• **AIM OF THE TASK**: Convert every line of the records below into a JSON list of strings, one string per line, with blank lines skipped. Leave the pictures out.

━━━━

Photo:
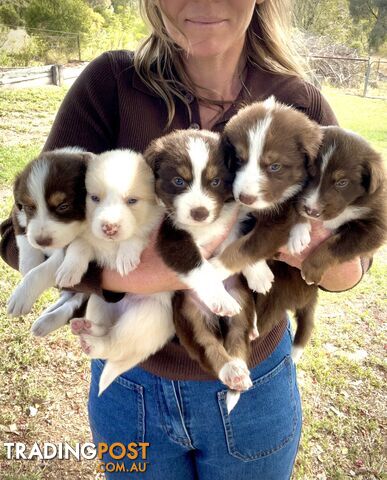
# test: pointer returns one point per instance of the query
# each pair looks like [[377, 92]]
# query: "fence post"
[[367, 77], [79, 47], [57, 75]]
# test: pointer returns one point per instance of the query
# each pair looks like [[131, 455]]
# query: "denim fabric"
[[190, 433]]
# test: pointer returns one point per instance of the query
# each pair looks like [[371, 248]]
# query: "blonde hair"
[[159, 60]]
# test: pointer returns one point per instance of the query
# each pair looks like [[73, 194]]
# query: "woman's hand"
[[338, 278]]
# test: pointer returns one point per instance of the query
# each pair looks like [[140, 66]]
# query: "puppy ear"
[[373, 174], [228, 152], [309, 140]]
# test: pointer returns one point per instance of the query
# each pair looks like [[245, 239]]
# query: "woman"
[[201, 61]]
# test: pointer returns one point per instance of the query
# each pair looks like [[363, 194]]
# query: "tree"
[[373, 15]]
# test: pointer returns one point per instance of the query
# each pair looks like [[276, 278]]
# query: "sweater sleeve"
[[88, 115]]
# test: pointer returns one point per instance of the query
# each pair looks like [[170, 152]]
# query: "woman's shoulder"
[[297, 92]]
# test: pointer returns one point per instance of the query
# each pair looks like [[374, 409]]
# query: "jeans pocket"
[[265, 418], [118, 415]]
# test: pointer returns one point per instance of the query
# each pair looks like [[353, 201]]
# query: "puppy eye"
[[62, 207], [178, 181], [274, 167], [344, 182]]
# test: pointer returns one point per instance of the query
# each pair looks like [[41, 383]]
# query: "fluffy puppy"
[[347, 192], [194, 185], [121, 214], [49, 212], [270, 148]]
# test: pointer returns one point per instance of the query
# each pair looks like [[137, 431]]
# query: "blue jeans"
[[190, 433]]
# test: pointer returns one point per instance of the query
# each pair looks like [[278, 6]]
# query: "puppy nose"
[[110, 229], [247, 199], [43, 241], [199, 214], [312, 212]]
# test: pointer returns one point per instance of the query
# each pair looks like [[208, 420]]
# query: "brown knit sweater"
[[110, 107]]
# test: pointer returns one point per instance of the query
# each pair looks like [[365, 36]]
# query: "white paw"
[[297, 352], [259, 277], [232, 398], [127, 260], [236, 375], [220, 302], [21, 301], [299, 238], [68, 277]]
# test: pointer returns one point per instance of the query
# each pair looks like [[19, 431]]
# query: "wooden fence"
[[35, 76]]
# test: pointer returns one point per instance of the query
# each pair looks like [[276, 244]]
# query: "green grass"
[[342, 390]]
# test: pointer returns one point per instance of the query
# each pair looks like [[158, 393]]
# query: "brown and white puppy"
[[49, 212], [195, 186], [270, 148], [348, 194], [288, 292]]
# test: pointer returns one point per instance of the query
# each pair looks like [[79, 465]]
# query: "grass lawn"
[[44, 382]]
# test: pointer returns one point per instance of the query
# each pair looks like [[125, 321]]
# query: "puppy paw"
[[21, 302], [222, 304], [82, 325], [299, 238], [259, 277], [236, 375], [68, 277]]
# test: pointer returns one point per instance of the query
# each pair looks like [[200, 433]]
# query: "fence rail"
[[33, 76]]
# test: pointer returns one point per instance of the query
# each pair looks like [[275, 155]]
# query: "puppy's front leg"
[[129, 255], [78, 256], [299, 237], [34, 284], [181, 254]]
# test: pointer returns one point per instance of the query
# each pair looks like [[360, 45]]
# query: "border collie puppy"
[[121, 213], [270, 148], [49, 212], [348, 194], [195, 186]]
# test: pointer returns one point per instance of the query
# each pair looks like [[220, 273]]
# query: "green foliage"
[[10, 16], [65, 16]]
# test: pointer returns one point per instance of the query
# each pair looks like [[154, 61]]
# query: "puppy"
[[348, 194], [121, 214], [49, 212], [270, 148], [194, 185]]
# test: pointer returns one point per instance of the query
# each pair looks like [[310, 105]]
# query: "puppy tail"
[[232, 398], [110, 372]]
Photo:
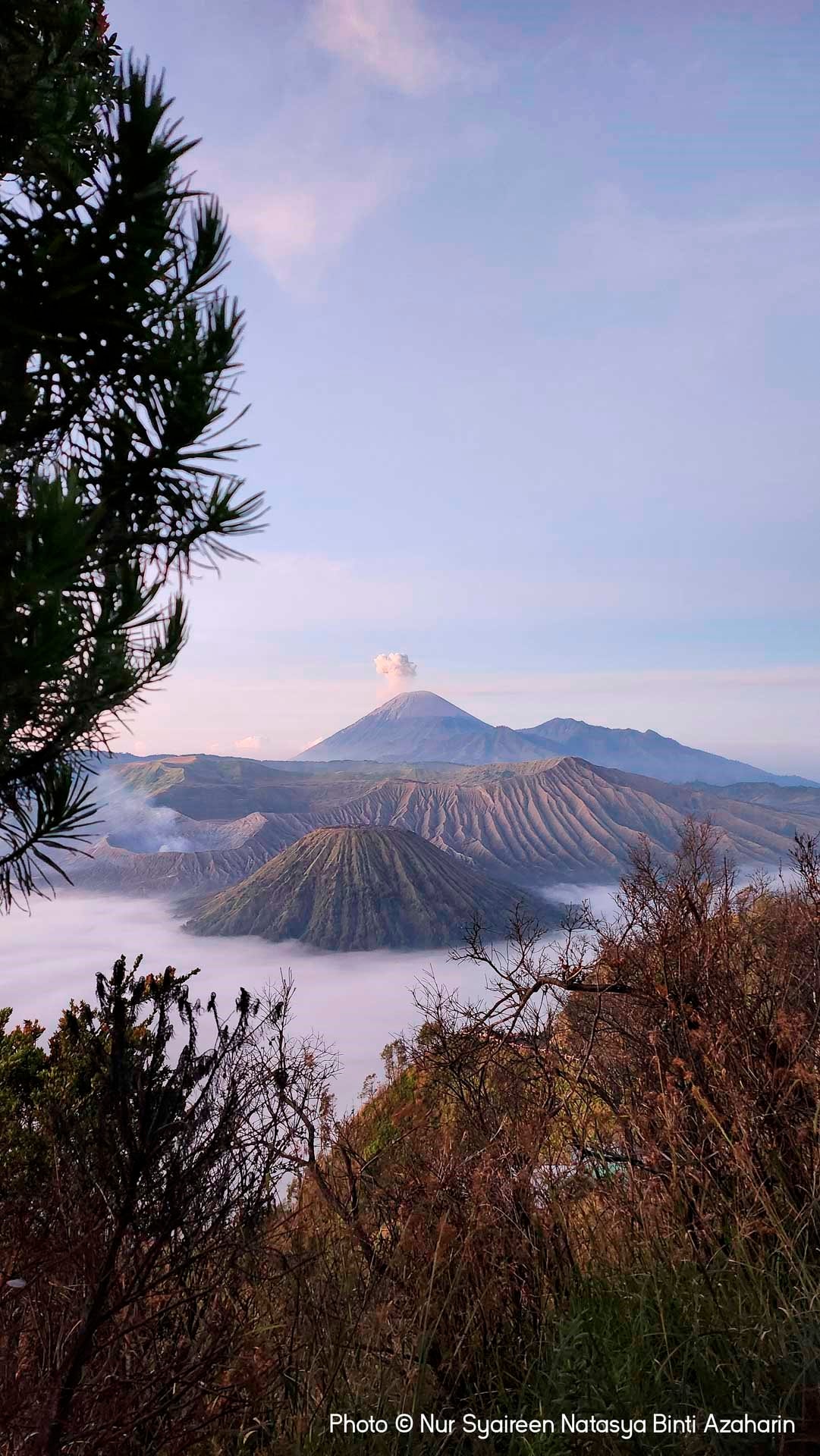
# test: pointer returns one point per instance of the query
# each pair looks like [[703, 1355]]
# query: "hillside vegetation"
[[362, 890], [535, 824], [596, 1191]]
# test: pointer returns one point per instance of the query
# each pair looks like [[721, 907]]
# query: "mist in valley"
[[357, 1001]]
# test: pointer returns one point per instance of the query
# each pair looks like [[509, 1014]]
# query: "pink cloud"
[[391, 39]]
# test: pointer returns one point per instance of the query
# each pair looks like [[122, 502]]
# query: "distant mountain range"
[[360, 890], [423, 727], [201, 824]]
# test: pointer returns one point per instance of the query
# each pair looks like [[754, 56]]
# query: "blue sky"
[[532, 356]]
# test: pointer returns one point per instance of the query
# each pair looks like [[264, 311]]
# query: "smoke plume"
[[395, 666], [133, 823]]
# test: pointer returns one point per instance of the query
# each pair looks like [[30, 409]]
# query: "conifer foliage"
[[117, 379]]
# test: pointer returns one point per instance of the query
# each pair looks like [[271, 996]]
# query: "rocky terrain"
[[419, 727], [360, 890], [542, 823]]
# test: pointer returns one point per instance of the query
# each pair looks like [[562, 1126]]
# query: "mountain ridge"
[[424, 727], [363, 889]]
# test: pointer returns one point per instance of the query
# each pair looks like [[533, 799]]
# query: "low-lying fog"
[[356, 1001]]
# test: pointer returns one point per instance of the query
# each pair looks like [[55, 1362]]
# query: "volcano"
[[426, 728], [363, 889]]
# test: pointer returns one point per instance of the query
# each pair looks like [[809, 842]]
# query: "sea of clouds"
[[357, 1001]]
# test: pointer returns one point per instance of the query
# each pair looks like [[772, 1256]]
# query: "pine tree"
[[117, 381]]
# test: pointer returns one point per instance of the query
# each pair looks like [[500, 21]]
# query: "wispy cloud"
[[296, 231], [389, 39]]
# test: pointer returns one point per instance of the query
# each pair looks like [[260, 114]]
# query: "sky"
[[532, 303]]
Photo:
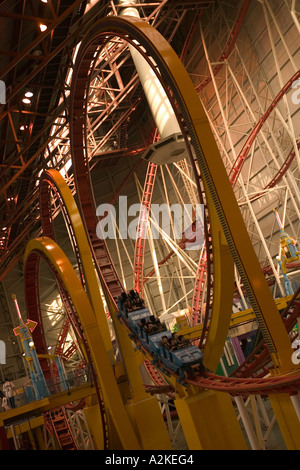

━━━━

• **CORRECT RESPONSE**:
[
  "Photo:",
  "# test: pointer returns one point per instance of the query",
  "# each pair looks like [[377, 92]]",
  "# query: \"fence post\"",
  "[[367, 77], [79, 47], [57, 75]]",
  "# test: pointer returns one point per instance of the query",
  "# each pair looks like [[131, 455]]",
  "# query: \"denim fabric\"",
  "[[190, 433]]",
  "# test: pointer returns one point per instance of the query",
  "# each pair looks like [[371, 248]]",
  "# query: \"blonde hair\"",
  "[[159, 60]]",
  "# test: pointer returns one point per instance of the query",
  "# each pair looks like [[73, 194]]",
  "# query: \"woman's hand\"",
  "[[338, 278]]",
  "# test: pointer returns one point per instance of the query",
  "# each pair looks like [[140, 66]]",
  "# query: \"puppy ear\"",
  "[[373, 174], [228, 152], [309, 140]]",
  "# test: pointer returns one point per instance of the query",
  "# each pair looks like [[245, 239]]",
  "# query: \"woman\"",
  "[[201, 61]]",
  "# test: pointer returns one point per instance of the query",
  "# each pair looks like [[363, 194]]",
  "# query: \"tree\"",
  "[[373, 15]]",
  "# test: pointer returns one point per instance of the query",
  "# each pair looks like [[276, 278]]",
  "# query: \"sweater sleeve\"",
  "[[88, 115]]",
  "# test: pointer returns one point per instance of the query",
  "# each pair looks like [[170, 152]]",
  "# query: \"woman's shoulder\"",
  "[[297, 92]]",
  "# test: pointer returns one point per instance of the query",
  "# each pair looks like [[374, 409]]",
  "# query: \"jeans pocket\"",
  "[[265, 418], [118, 415]]",
  "# test: pointer returns one point per instance of the query",
  "# each pair looks like [[353, 201]]",
  "# query: \"puppy eye\"",
  "[[62, 207], [178, 181], [274, 167], [344, 182]]",
  "# test: pointer returns one point per instance of the query",
  "# each pair looks like [[41, 383]]",
  "# query: \"fluffy puppy\"",
  "[[347, 192], [194, 185], [121, 214], [49, 212], [270, 148]]",
  "# test: pointer returns one point per instance of the query",
  "# each pair looks like [[137, 431]]",
  "# query: \"blue jeans\"",
  "[[190, 433]]",
  "# test: pointer returns one point per instance of the query",
  "# each pair looks like [[278, 6]]",
  "# query: \"puppy nose\"",
  "[[110, 229], [247, 199], [43, 241], [199, 214], [312, 212]]",
  "# test: pointer returns one point per instance of the query",
  "# each pair looks like [[208, 420]]",
  "# query: \"brown knit sweater\"",
  "[[110, 107]]",
  "# test: pointer returns one point per instance of the query",
  "# each pair looks like [[365, 36]]",
  "# query: \"white paw\"",
  "[[297, 352], [259, 277], [232, 398], [127, 260], [236, 375], [220, 302], [21, 301], [299, 238], [68, 277]]",
  "# test: pointer returns one point per instance of the query",
  "# each pair looks like [[19, 431]]",
  "# query: \"wooden fence\"",
  "[[35, 76]]",
  "# test: pointer returns one point per instance of the query",
  "# each pair looks like [[276, 244]]",
  "# query: \"green grass\"",
  "[[342, 390]]",
  "# test: pointer returns one point per instance of the query",
  "# each pair looks like [[158, 393]]",
  "# query: \"brown and white puppy\"",
  "[[49, 212], [195, 186], [270, 148], [348, 194], [288, 292]]",
  "# test: pointer returns one point per instance of the query",
  "# each pair looks like [[79, 465]]",
  "# query: \"grass lawn\"",
  "[[44, 382]]",
  "# test: pointer returns one point per instance of the query",
  "# each pair looks like [[125, 321]]",
  "# query: \"puppy paw\"",
  "[[21, 302], [222, 304], [82, 325], [299, 238], [259, 277], [236, 375], [68, 277]]",
  "# test: pointer returns one point per instance of the query",
  "# each pair looks like [[200, 433]]",
  "# query: \"fence rail\"",
  "[[33, 76]]",
  "# test: pointer returns one point per instance of the query",
  "# each pair looks like [[275, 155]]",
  "# query: \"puppy's front leg\"",
  "[[129, 255], [78, 256], [299, 237], [34, 284], [181, 254]]",
  "# test: pointer returns one point per instance of the query",
  "# each pair looks like [[360, 45]]",
  "# query: \"border collie puppy\"",
  "[[121, 213], [270, 148], [49, 212], [348, 194], [195, 186]]",
  "# test: pointer returns one point per instance of the query",
  "# each pair looks like [[220, 273]]",
  "# query: \"green foliage\"",
  "[[10, 16], [65, 16]]",
  "# test: pointer returns one point per instance of the query",
  "# each pair looks like [[154, 61]]",
  "# query: \"puppy\"",
  "[[348, 194], [121, 214], [49, 212], [270, 148], [194, 185]]",
  "# test: pointer returns one point per instance of the query",
  "# each pair looks like [[310, 105]]",
  "# query: \"puppy tail\"",
  "[[232, 398], [110, 372]]",
  "Photo:",
  "# test: pointer returns one point per instance of the query",
  "# each pair looks like [[703, 1355]]",
  "# query: \"hillside vegetation\"",
  "[[362, 890], [535, 824], [596, 1191]]",
  "# test: pointer returns one point per instance of the query",
  "# each pair looks like [[721, 907]]",
  "# query: \"mist in valley\"",
  "[[357, 1001]]",
  "# test: pointer returns one point per instance of the query",
  "# each pair looks like [[509, 1014]]",
  "# query: \"pink cloud\"",
  "[[391, 39]]",
  "# test: pointer returns one point per instance of the query",
  "# each pair looks like [[122, 502]]",
  "# query: \"distant mountain range\"",
  "[[360, 890], [423, 727], [201, 824]]",
  "# test: pointer returns one point per instance of the query",
  "# each pair looks like [[754, 56]]",
  "# query: \"blue sky\"",
  "[[532, 356]]",
  "# test: pointer returns one point per instance of the query",
  "# each pair looks like [[264, 311]]",
  "# query: \"smoke plume\"",
  "[[395, 666], [133, 823]]",
  "# test: pointer returns one point per instance of the query",
  "# each pair looks like [[30, 409]]",
  "# query: \"conifer foliage\"",
  "[[117, 379]]",
  "# test: pointer returns one point per instance of the query",
  "# each pair looks like [[271, 996]]",
  "# query: \"rocky terrain\"",
  "[[419, 727], [360, 890], [542, 823]]",
  "# test: pointer returns one point per instance of the query",
  "# each pair looks like [[562, 1126]]",
  "# query: \"mountain ridge\"",
  "[[424, 727], [363, 889]]",
  "# test: pointer returns one point per instance of the query",
  "# each pair looks like [[533, 799]]",
  "# query: \"low-lying fog\"",
  "[[356, 1001]]",
  "# test: pointer returns one point per instance of the query",
  "# each pair looks like [[55, 1362]]",
  "# query: \"volcano\"",
  "[[426, 728], [363, 889]]",
  "# test: pointer returns one point per instance of the query",
  "# each pair looks like [[809, 842]]",
  "# query: \"sea of clouds\"",
  "[[357, 1001]]",
  "# test: pointer returns one point per instance of the query",
  "# each pair looks like [[772, 1256]]",
  "# query: \"pine tree\"",
  "[[117, 381]]",
  "# test: pointer returns one point per instance of the query",
  "# each pair looks like [[500, 21]]",
  "# query: \"wispy cloud\"",
  "[[296, 231], [389, 39]]",
  "# test: pointer returns one point per instance of the query",
  "# each pair looks like [[260, 114]]",
  "# query: \"sky\"",
  "[[532, 303]]",
  "Photo:"
]